▸ **TEXT EXTRACT**:
--- Begin ---

## Basic Tutorial

In this tutorial, we will demonstrate how to use aero to perform ASR tasks as well as batch inference

### Envs

You can prepare the basic envs by installing the following packages.

In [1]:
# !pip install huggingface_hub librosa torch accelerate
# !pip install transformers@git+https://github.com/huggingface/transformers@v4.51.3-Qwen2.5-Omni-preview
# !pip install --no-build-isolation flash-attn

## QuickStart

In this example, we demonstrate the basic usage of our model. The whole processing and generation logic is pure transformers

In [None]:
from transformers import AutoProcessor, AutoModelForCausalLM

import torch
import librosa

def load_audio():
    return librosa.load(librosa.ex("libri1"), sr=16000)[0]


processor = AutoProcessor.from_pretrained("lmms-lab/Aero-1-Audio-1.5B", trust_remote_code=True)
# We encourage to use flash attention 2 for better performance
# Please install it with `pip install --no-build-isolation flash-attn`
# If you do not want flash attn, please use sdpa or eager`
model = AutoModelForCausalLM.from_pretrained("lmms-lab/Aero-1-Audio-1.5B", device_map="cuda", torch_dtype="auto", attn_implementation="flash_attention_2", trust_remote_code=True)

--- End ---

▸ **EXCERPTED RECORDS**:
--- Begin ---

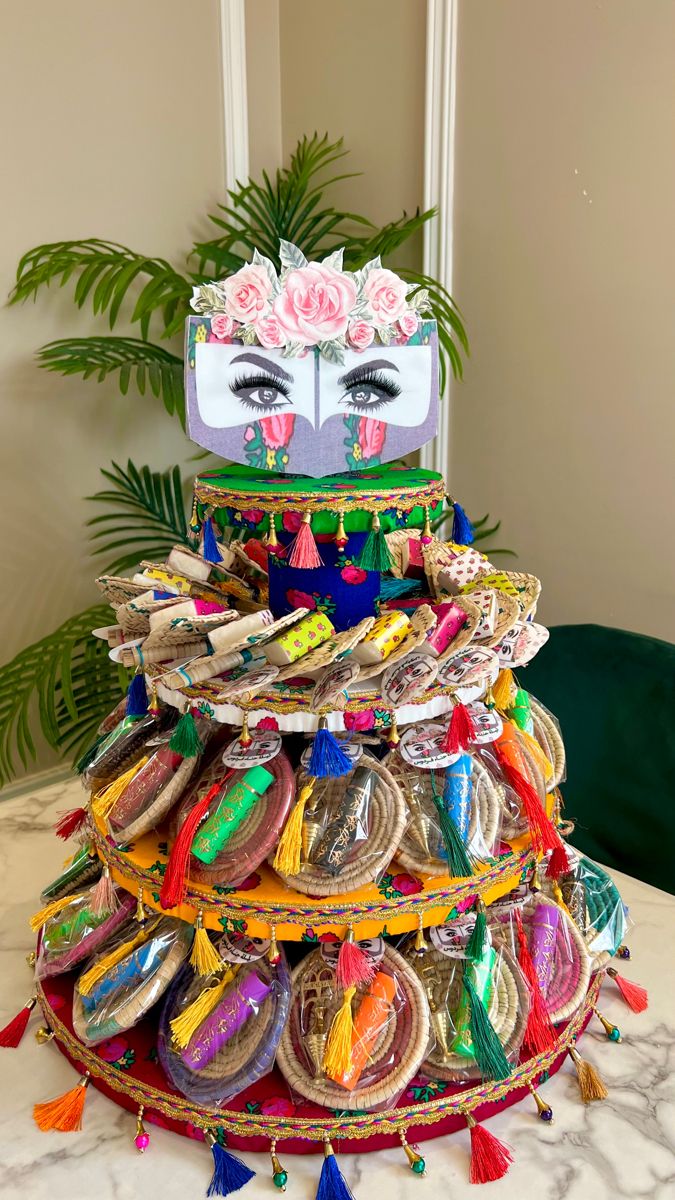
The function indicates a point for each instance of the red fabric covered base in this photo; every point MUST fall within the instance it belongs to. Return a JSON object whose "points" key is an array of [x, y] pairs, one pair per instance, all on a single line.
{"points": [[135, 1056]]}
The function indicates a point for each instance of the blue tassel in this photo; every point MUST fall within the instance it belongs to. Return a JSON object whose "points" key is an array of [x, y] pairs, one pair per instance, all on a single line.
{"points": [[137, 696], [209, 545], [230, 1173], [332, 1183], [463, 529], [327, 757]]}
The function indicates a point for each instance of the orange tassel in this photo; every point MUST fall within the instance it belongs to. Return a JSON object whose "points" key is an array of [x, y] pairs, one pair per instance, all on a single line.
{"points": [[64, 1113], [490, 1159], [635, 996]]}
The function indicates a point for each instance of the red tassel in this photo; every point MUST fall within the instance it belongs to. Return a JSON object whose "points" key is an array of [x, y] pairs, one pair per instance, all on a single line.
{"points": [[635, 996], [13, 1032], [353, 966], [539, 1033], [545, 838], [70, 822], [174, 885], [64, 1113], [302, 552], [459, 732], [490, 1159]]}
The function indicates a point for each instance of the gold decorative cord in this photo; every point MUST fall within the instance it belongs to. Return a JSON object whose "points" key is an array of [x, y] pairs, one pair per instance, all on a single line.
{"points": [[356, 1126]]}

--- End ---

▸ **INSTRUCTION A**: In the Aero tutorial, rewrite the paragraph beginning "In this example, we demonstrate" as a shorter bulleted list that keeps its main facts.
▸ **INSTRUCTION B**:
Answer these from the Aero tutorial:
(i) Which two kinds of work does the tutorial say it will show aero performing?
(ii) At what sampling rate does the load_audio function load the audio?
(iii) What value is passed as attn_implementation when the model is loaded?
▸ **INSTRUCTION C**: Write the next part of the Aero audio tutorial, picking up right after the line that loads the model.

▸ **EXPECTED ANSWER A**:
- Shows the basic usage of the model.
- All processing and generation logic is pure transformers.

▸ **EXPECTED ANSWER B**:
(i) ASR tasks and batch inference.
(ii) 16000.
(iii) "flash_attention_2".

▸ **EXPECTED ANSWER C**:
model.eval()

messages = [
    {
        "role": "user",
        "content": [
            {
                "type": "audio_url",
                "audio": "placeholder",
            },
            {
                "type": "text",
                "text": "Please transcribe the audio",
            }
        ]
    }
]

audios = [load_audio()]

prompt = processor.apply_chat_template(messages, add_generation_prompt=True)
inputs = processor(text=prompt, audios=audios, sampling_rate=16000, return_tensors="pt")
inputs = {k: v.to("cuda") for k, v in inputs.items()}
outputs = model.generate(**inputs, eos_token_id=151645, max_new_tokens=4096)

cont = outputs[:, inputs["input_ids"].shape[-1] :]

print(processor.batch_decode(cont, skip_special_tokens=True)[0])


## Batch Inference

Our model also supports batch inference. By padding the inputs and setting the padding side to left, we can accelerate our inference with large batch size. Thanks to the small size of the model, you can easily run batch size up to 32 batch sizes.

In [None]:
from transformers import AutoProcessor, AutoModelForCausalLM

import torch
import librosa

def load_audio():
    return librosa.load(librosa.ex("libri1"), sr=16000)[0]

def load_audio_2():
    return librosa.load(librosa.ex("libri2"), sr=16000)[0]


processor = AutoProcessor.from_pretrained("lmms-lab/Aero-1-Audio-1.5B", trust_remote_code=True)
# We encourage to use flash attention 2 for better performance
# Please install it with `pip install --no-build-isolation flash-attn`
# If you do not want flash attn, please use sdpa or eager`
model = AutoModelForCausalLM.from_pretrained("lmms-lab/Aero-1-Audio-1.5B", device_map="cuda", torch_dtype="auto", attn_implementation="flash_attention_2", trust_remote_code=True)
model.eval()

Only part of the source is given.